Items from a dataset
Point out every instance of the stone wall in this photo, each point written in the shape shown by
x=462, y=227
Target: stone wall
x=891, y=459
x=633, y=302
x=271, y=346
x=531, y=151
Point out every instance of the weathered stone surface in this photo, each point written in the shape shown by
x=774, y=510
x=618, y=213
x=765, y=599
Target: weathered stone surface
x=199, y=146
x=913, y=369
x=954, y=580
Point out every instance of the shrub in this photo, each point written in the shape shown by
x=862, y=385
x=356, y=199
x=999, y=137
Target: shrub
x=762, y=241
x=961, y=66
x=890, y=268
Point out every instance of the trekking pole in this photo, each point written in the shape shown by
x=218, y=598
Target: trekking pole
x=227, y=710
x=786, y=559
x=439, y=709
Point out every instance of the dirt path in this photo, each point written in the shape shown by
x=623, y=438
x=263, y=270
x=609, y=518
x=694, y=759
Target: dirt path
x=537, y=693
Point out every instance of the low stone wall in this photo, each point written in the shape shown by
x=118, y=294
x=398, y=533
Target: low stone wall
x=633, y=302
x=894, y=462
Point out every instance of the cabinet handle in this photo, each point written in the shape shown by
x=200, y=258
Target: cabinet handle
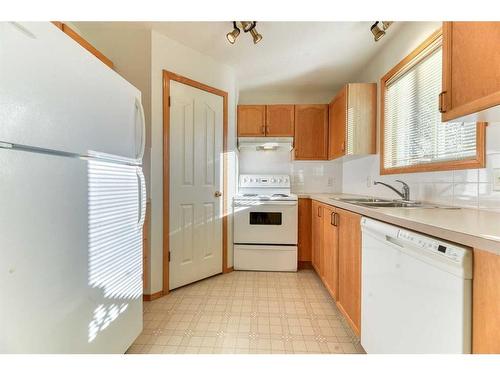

◆ DESCRIPTION OF THE TASK: Every entry above needs to be copied exactly, apart from its pictures.

◆ ANSWER SPACE:
Point out every instance of the stone wall in this photo, each point written in the shape shown by
x=462, y=227
Target: stone wall
x=891, y=459
x=633, y=302
x=271, y=346
x=531, y=151
Point out every instance of the weathered stone surface in this photo, each point written in the shape shown by
x=774, y=510
x=618, y=213
x=765, y=599
Target: weathered stone surface
x=199, y=146
x=913, y=369
x=954, y=580
Point out every instance of the shrub in this photo, each point written in the shape shown by
x=862, y=385
x=356, y=199
x=999, y=137
Target: shrub
x=762, y=241
x=961, y=66
x=890, y=268
Point out every instance of the trekking pole in this photo, each point written in the shape shown by
x=218, y=598
Target: trekking pole
x=227, y=710
x=786, y=559
x=439, y=709
Point out every instance of the dirt path in this photo, each point written in the shape shown by
x=623, y=438
x=263, y=270
x=609, y=518
x=694, y=759
Target: dirt path
x=537, y=693
Point out every instance of the low stone wall in this photo, each point written in the shape shown by
x=118, y=294
x=398, y=533
Target: low stone wall
x=633, y=302
x=894, y=462
Point out every instance of the cabinet handle in this photo, each point written in the shape shown by
x=200, y=258
Target: cabinet handle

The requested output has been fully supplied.